• **WHAT YOU WILL DO**:
a) Reproduce the passage of the forum thread about dropping out verbatim, starting at "Sort of. Growing" and ending at "doing that forever.".
b) According to the forum thread about dropping out, why do the cousin and her fiance depend on hitchhiking to get to town? Answer in one to three sentences.
c) Check each statement against the forum thread about dropping out and mark it yes or no, quoting the words that decide it: (i) The cousin studied yoga in Indonesia. (ii) The person who started the thread graduated from college at age 24. (iii) The commenter who tried to start a sculpture studio made it profitable.

• **TEXT BLOCK**:

------------------------------------------------------------------------

One of my cousins (sister of the guy who just had his window shot out) is something of a free spirit. She's been an au pair in a couple European countries and South Africa; worked a couple dead end jobs overseas, got really into acid for some time, studied yoga in Indonesia and is now contemplating a move to the big island of Hawaii with her fiance to open her own yoga retreat. They're there right now, they live in a primitive campground without electricity or running water where they perform some menial tasks to defray the cost of their stay. They have no transportation, and rely on hitchhiking in order to make it to town. My cousin has found a job helping a guy with either autism or Asperger syndrome deal with people, but she has to hitch hike to that job too. Naturally her mother (my godmother) is appalled by all of this; but I suspect in a decade she'll be the most successful person I know and will amuse people with her stories of her days of being wild.
I'm curious if anyone here has ever "Dropped out" like that.
I haven't (in case you thought I was going in that direction). I graduated from college at age 22 with a STEM degree, joined the corporate work force a couple months later and stayed there ever since, with a few months of unemployment.
Army, STEM, work. Don't know if I qualify.
Nope. I have certainly known plenty of people who did stuff like that though.
Sort of. Growing up I worked in the family pottery business. After university, I saved some cash and travelled for six months through SE Asia. Then, I attempted to start up my own sculpture studio, but I could not make it pay. I was no stranger to various hallucinogenic drugs. ;)
Nope, I am a boring nerd. I've studied and worked abroad, but never in deadend backpacker jobs or so.
I've met quite a few people like your cousin. From that I would say that there is an equal chance that she becomes the most successful person you know or that she stays a deadbeat who lives from day to day. I've met quite a few of the latter on backpacking trips all over the world. They keep telling you that's what they want in their mid-30s and you feel a bit boring having a career, an apartment and maybe a family, but wonder if they really want to keep on doing that forever.
I'm too lazy for that.
My cousin dropped out from engineering school and went full hippy (living in a commune and all). He's 35 and I doubt he'll ever amount to anything.

------------------------------------------------------------------------

• **SOURCE DATA**:

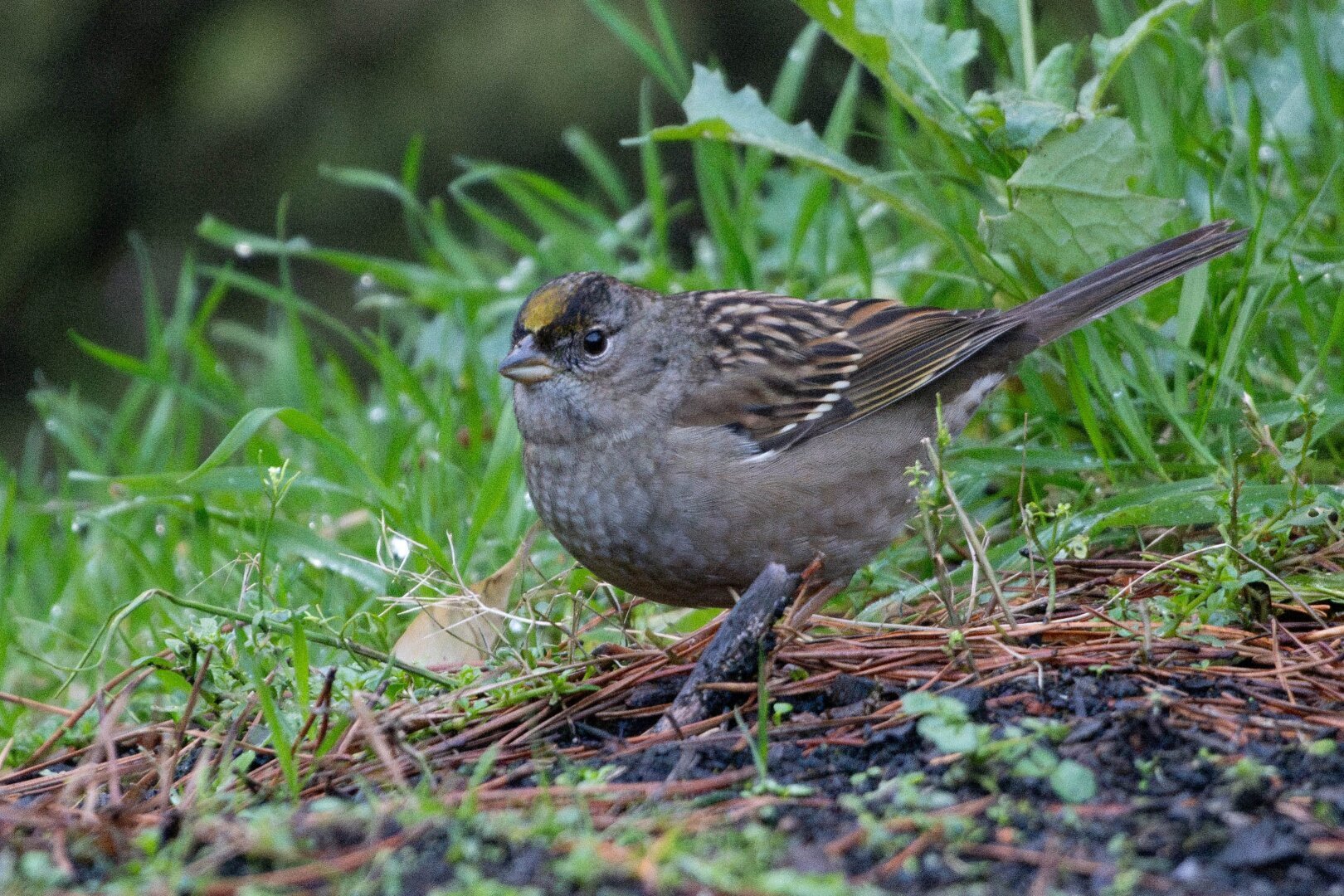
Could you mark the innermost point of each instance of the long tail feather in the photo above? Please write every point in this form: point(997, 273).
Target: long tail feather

------------------------------------------------------------------------

• **SOLUTIONS TO THE PROBLEMS**:
a)
Sort of. Growing up I worked in the family pottery business. After university, I saved some cash and travelled for six months through SE Asia. Then, I attempted to start up my own sculpture studio, but I could not make it pay. I was no stranger to various hallucinogenic drugs. ;)
Nope, I am a boring nerd. I've studied and worked abroad, but never in deadend backpacker jobs or so.
I've met quite a few people like your cousin. From that I would say that there is an equal chance that she becomes the most successful person you know or that she stays a deadbeat who lives from day to day. I've met quite a few of the latter on backpacking trips all over the world. They keep telling you that's what they want in their mid-30s and you feel a bit boring having a career, an apartment and maybe a family, but wonder if they really want to keep on doing that forever.

b) They have no transportation, so they rely on hitchhiking to make it to town. The cousin also has to hitchhike to her job helping a man deal with people.

c)
(i) Yes: "studied yoga in Indonesia"
(ii) No: "I graduated from college at age 22"
(iii) No: "but I could not make it pay"